----- Listed entries
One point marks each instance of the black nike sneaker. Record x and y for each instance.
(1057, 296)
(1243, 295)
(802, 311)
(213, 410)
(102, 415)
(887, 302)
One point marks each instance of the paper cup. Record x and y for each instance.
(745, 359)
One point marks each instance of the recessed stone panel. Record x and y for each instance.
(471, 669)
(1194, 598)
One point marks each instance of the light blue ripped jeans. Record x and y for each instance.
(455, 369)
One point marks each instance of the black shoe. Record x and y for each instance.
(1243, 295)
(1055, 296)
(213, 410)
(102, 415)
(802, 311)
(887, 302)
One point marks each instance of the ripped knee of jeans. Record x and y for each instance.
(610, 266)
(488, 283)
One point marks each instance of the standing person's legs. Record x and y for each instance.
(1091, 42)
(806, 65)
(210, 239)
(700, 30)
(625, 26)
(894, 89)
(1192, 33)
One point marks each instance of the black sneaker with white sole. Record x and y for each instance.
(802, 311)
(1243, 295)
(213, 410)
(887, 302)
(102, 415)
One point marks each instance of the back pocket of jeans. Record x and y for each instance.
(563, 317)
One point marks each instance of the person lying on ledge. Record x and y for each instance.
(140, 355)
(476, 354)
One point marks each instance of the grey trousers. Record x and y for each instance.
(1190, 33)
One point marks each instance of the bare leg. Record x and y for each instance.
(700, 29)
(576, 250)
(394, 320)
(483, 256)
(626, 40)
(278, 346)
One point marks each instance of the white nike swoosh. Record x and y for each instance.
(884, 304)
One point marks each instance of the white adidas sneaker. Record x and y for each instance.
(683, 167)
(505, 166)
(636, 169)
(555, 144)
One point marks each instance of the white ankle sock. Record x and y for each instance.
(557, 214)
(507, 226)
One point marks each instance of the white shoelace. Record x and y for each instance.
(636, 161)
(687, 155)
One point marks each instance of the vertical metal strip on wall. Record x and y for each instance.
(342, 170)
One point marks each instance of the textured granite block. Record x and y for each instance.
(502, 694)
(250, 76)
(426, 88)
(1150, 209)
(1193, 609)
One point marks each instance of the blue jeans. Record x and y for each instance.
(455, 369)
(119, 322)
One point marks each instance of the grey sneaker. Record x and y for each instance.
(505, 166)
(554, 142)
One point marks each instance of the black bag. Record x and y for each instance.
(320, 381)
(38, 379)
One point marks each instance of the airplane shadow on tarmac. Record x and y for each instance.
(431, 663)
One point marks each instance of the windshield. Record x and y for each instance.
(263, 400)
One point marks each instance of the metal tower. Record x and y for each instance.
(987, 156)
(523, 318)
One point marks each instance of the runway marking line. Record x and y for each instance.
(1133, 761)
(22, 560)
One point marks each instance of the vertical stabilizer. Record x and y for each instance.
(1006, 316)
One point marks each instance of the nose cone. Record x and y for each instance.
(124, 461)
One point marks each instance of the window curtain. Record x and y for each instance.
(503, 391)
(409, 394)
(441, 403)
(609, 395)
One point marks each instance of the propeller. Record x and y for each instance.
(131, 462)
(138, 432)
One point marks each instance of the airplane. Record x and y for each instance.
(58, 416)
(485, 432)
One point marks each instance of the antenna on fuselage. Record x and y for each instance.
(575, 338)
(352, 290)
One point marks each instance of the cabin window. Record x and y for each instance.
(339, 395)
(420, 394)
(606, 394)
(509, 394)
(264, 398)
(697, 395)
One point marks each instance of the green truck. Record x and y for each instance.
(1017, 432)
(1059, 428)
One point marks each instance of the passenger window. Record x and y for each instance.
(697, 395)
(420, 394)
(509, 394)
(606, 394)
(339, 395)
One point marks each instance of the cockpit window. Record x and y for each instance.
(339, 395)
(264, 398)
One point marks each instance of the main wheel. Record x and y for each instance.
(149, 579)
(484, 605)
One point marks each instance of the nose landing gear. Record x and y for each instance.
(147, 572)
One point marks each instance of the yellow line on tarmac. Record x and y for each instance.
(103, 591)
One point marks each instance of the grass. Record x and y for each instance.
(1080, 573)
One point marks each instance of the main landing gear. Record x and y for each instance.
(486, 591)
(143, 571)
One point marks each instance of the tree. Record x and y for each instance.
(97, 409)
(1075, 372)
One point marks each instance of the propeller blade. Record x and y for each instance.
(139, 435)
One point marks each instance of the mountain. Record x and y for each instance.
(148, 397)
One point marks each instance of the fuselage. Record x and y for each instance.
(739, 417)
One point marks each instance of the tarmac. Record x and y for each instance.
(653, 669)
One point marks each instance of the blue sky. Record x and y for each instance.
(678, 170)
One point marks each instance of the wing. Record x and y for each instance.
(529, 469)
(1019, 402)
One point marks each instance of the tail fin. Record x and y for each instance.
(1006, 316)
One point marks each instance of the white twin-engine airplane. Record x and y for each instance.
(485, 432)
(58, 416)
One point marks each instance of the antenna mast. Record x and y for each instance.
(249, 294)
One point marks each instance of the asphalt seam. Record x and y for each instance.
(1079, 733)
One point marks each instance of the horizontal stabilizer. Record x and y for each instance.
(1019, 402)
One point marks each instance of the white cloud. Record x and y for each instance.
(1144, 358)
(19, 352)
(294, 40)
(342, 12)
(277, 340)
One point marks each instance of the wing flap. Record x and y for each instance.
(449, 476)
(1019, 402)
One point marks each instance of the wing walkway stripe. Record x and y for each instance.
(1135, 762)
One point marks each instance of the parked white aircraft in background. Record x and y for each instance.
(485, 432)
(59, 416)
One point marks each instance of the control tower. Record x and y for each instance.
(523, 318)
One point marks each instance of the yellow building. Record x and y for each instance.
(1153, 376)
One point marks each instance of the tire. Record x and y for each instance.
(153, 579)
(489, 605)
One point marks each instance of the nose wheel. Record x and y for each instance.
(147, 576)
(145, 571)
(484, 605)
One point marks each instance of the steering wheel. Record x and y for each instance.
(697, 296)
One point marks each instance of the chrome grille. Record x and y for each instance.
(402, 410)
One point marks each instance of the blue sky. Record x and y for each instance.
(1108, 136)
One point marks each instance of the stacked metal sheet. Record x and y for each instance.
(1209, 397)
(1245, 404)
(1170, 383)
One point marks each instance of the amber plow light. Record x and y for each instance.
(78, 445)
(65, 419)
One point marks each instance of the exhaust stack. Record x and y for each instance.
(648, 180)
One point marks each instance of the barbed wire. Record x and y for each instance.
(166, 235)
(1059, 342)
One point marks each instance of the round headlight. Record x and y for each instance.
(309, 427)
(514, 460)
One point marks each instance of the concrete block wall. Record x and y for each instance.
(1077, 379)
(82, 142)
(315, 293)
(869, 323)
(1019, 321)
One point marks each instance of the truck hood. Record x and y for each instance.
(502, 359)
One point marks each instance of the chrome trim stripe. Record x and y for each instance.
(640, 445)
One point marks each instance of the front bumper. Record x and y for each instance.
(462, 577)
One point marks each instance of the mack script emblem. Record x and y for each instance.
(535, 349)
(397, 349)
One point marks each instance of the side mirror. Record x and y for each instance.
----------
Give back every record exactly.

Result of this exercise:
One point marks each instance of the black nike sneaker. Record x and y for each instance.
(1057, 296)
(1243, 295)
(802, 311)
(213, 410)
(102, 415)
(887, 302)
One point marks each instance of the paper cup. Record x and y for each instance.
(745, 359)
One point marks each instance of the recessed stone panel. Record x and y for each instance.
(471, 669)
(1194, 598)
One point marks each instance of the light blue ripped jeans. Record x and y for each instance.
(455, 369)
One point marks each instance of the black shoe. Record x and y for each instance.
(1243, 295)
(1055, 296)
(213, 410)
(102, 415)
(802, 311)
(887, 302)
One point marks each instance of the ripped knee of jeans. Record x and y for each instance.
(610, 266)
(488, 283)
One point marks each instance of the standing person's legs. Record x and y for each instance.
(1091, 42)
(806, 65)
(210, 239)
(700, 30)
(625, 26)
(894, 89)
(1192, 33)
One point marks each instance of the black sneaker with white sole. Record x and y for each instance.
(802, 311)
(1243, 295)
(213, 410)
(887, 302)
(102, 415)
One point marks each instance of the back pocket of jeans. Record x and y for each instance.
(563, 317)
One point marks each instance of the person lying on ledge. Record x and y for each instance.
(140, 355)
(476, 354)
One point marks each instance of the grey trousers. Record x and y for each instance.
(1190, 33)
One point marks each instance of the bare leg. Record x and y for each instance.
(700, 29)
(576, 250)
(394, 320)
(483, 256)
(626, 40)
(278, 346)
One point marks each instance of the white nike swoosh. Record x and y for each instance.
(884, 304)
One point marks each instance of the white adidas sneaker. Record x and y for each instance.
(683, 167)
(505, 166)
(636, 169)
(555, 144)
One point marks each instance of the white ankle sock. Record x and y for each instance.
(557, 214)
(507, 226)
One point marks each instance of the white shoelace. Record x and y for each instance.
(636, 161)
(687, 155)
One point marks each instance of the vertical metal strip on wall. Record x and y for each instance.
(342, 170)
One point marks each instance of the textured granite block. Record x and y for each instance.
(502, 694)
(250, 76)
(426, 88)
(1150, 209)
(1193, 609)
One point marks each instance of the blue jeans. Record x and y for each instance.
(455, 369)
(119, 322)
One point marks each instance of the grey sneaker. Record x and y for each instance.
(505, 166)
(554, 142)
One point marks each instance of the black bag. Record x and y for each instance.
(320, 381)
(38, 379)
One point marks each instance of the airplane shadow on tarmac. Record x and y for each instance.
(431, 663)
One point marks each instance of the windshield. Record x and y for each instance.
(263, 400)
One point marks each instance of the metal tower. Record x and y for each instance.
(987, 156)
(523, 318)
One point marks each instance of the runway marking line. Record x and y for each instance.
(1133, 761)
(22, 560)
One point marks each instance of the vertical stabilizer. Record x and y for each instance.
(1006, 316)
One point marks each instance of the nose cone. Record x and y for each instance.
(124, 461)
One point marks each instance of the window curtain. Record x and y for each instance.
(503, 391)
(409, 394)
(441, 403)
(609, 395)
One point marks each instance of the propeller. Record x and y for each instance.
(131, 462)
(138, 432)
One point marks each instance of the airplane. Record x and y for each instance.
(58, 416)
(485, 432)
One point marks each instance of the antenna on fuselage. Record x and y for each instance.
(575, 338)
(352, 290)
One point marks each instance of the cabin window. Record x and y for each instance.
(339, 395)
(420, 394)
(606, 394)
(509, 394)
(264, 398)
(697, 395)
One point marks each instance of the green truck. Record x and y for each instance.
(1017, 432)
(1059, 428)
One point marks each instance of the passenger window. Record x and y for each instance.
(697, 395)
(420, 394)
(509, 394)
(606, 394)
(339, 395)
One point marks each instance of the cockpit window. Record x and y for each instance.
(339, 395)
(264, 398)
One point marks each instance of the main wheel. Record x and y for each instance.
(149, 579)
(484, 605)
One point marks each instance of the nose landing gear. Record x and y for each instance.
(147, 572)
One point marks each instance of the yellow line on tarmac. Record x and y for each instance.
(103, 591)
One point marks each instance of the grass. Record x and y for each instance.
(1080, 573)
One point marks each instance of the main landing gear. Record x and y for each instance.
(486, 591)
(143, 571)
One point marks each instance of the tree. Record x and y for each instance.
(97, 409)
(1075, 372)
One point marks each instance of the propeller blade. Record x and y for each instance.
(139, 435)
One point marks each instance of the mountain. Record x and y for each instance.
(148, 397)
One point marks each instance of the fuselage. Record x and y for each instance.
(739, 417)
One point marks each instance of the tarmac. Record x and y for each instance.
(653, 669)
One point marks each instance of the blue sky. Record x and y for each instance.
(678, 170)
One point marks each instance of the wing. Record x and y for each instance.
(529, 469)
(1019, 402)
One point marks each instance of the tail fin. Record x and y for each instance.
(1006, 316)
One point marks each instance of the white twin-engine airplane. Record x and y for each instance.
(485, 432)
(58, 416)
One point marks each instance of the antenna mast. Record x and y for each instance.
(249, 294)
One point marks each instance of the asphalt seam. Record x and y for each instance.
(1079, 733)
One point marks each instance of the horizontal stabilizer. Record x and y for each instance.
(1019, 402)
One point marks each instance of the white cloud. Record x and y for each instance.
(1144, 358)
(19, 352)
(294, 40)
(342, 12)
(277, 340)
One point marks each instance of the wing flap. Record x and y for each instance.
(449, 476)
(1019, 402)
One point marks each instance of the wing walkway stripe. Record x and y for each instance.
(1135, 762)
One point marks each instance of the parked white aircraft in background. Record x and y for each instance.
(485, 432)
(59, 416)
One point marks each instance of the control tower. Record x and y for each instance.
(523, 318)
One point marks each instance of the yellow building. Record x and y for each instance.
(1153, 376)
One point marks each instance of the tire. Record x and y for each instance.
(153, 579)
(489, 605)
One point marks each instance of the nose wheel. Record x and y for each instance.
(147, 576)
(145, 571)
(484, 605)
One point marks each instance of the steering wheel. Record x and y for each instance.
(697, 296)
One point marks each instance of the chrome grille. Record x and y for each instance.
(402, 410)
One point marks each instance of the blue sky. Record x and y for each instance.
(1108, 136)
One point marks each instance of the stacked metal sheet. Record x and y for each instance.
(1209, 397)
(1245, 404)
(1170, 383)
One point marks each instance of the amber plow light. Record x and y for each instance.
(78, 445)
(65, 419)
One point marks each instance of the exhaust stack. Record x and y for each instance.
(648, 180)
One point marks each instance of the barbed wire. Record x and y for each instance.
(166, 235)
(1059, 342)
One point marks each instance of the round headlight. Record x and y for each instance.
(309, 427)
(514, 460)
One point marks each instance of the concrete block wall. Record x and y for each instance.
(1077, 379)
(82, 142)
(315, 293)
(869, 323)
(1019, 321)
One point marks each instance of the truck hood. Record x and y for each instance.
(502, 359)
One point marks each instance of the chrome trim stripe. Record x and y for each instance.
(640, 445)
One point marks each instance of the front bumper. Record x and y for each instance.
(462, 577)
One point marks each instance of the mack script emblem. Record x and y for each instance.
(535, 349)
(397, 349)
One point marks each instance of the side mirror. Record x and y for each instance.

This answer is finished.